§ Brief:
Whatever the records say, set them down exactly.

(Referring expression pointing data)
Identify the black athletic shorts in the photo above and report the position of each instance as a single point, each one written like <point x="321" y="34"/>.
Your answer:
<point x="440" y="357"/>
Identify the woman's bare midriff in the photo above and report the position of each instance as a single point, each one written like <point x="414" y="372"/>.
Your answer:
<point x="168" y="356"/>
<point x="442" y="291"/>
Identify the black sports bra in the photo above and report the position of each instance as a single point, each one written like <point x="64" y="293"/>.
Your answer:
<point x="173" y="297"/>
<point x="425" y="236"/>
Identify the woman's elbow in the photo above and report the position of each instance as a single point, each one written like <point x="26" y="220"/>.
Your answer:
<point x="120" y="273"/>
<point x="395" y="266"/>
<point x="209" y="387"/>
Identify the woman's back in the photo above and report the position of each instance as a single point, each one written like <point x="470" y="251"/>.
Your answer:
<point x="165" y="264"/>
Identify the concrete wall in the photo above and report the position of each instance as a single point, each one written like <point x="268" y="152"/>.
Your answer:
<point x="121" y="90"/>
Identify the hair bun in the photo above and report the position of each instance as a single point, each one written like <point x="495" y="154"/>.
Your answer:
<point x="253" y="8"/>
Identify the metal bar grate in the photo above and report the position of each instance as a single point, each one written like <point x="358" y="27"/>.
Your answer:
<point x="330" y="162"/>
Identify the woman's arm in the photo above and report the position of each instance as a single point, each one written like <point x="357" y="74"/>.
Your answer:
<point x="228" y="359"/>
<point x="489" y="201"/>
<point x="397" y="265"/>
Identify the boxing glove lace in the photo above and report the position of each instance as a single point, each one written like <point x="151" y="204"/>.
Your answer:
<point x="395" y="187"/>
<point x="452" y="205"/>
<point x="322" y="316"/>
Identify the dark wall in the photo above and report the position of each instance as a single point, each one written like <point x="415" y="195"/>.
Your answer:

§ Solution:
Identify the black athletic shorts in the photo above and report the position of each instance as a single point, each one written like <point x="321" y="34"/>.
Your answer:
<point x="440" y="357"/>
Identify the woman's bare midriff in the photo above and report the position of each instance as a single point, each one written like <point x="414" y="372"/>.
Your answer:
<point x="168" y="356"/>
<point x="442" y="291"/>
Identify the black sports bra in the photo above and report the position of each instance as a single point, each one written like <point x="64" y="293"/>.
Your answer:
<point x="173" y="297"/>
<point x="425" y="236"/>
Identify the woman's elbow in the photo above and report the position of each instance as a single point, each one written like <point x="26" y="220"/>.
Your answer:
<point x="120" y="273"/>
<point x="395" y="266"/>
<point x="209" y="387"/>
Identify the woman's back in the photo above and report the position of each instance as a single point, each one written like <point x="470" y="251"/>.
Your answer:
<point x="165" y="264"/>
Identify the concrete wall in the photo above and report the position of each instance as a single point, each one written like <point x="268" y="152"/>.
Your answer:
<point x="121" y="90"/>
Identify the hair bun in the photo above and report the position of each instance as a single point, each one written like <point x="495" y="154"/>.
Your answer:
<point x="253" y="8"/>
Identify the metal bar grate in the photo above and report the position of each instance as a single point, each one written like <point x="358" y="27"/>.
Your answer:
<point x="330" y="162"/>
Identify the woman's arm in the photo above and report the position of each instance as a single point, each one written like <point x="357" y="74"/>.
Your answer:
<point x="228" y="359"/>
<point x="489" y="201"/>
<point x="397" y="265"/>
Identify the boxing glove lace in the photo above and report the position of each instance as a single point, each one written like <point x="151" y="204"/>.
Your answer:
<point x="395" y="187"/>
<point x="452" y="205"/>
<point x="322" y="316"/>
Identify the dark wall in the photo above and report the position of each instance as a single point, each one written like <point x="415" y="195"/>.
Your answer:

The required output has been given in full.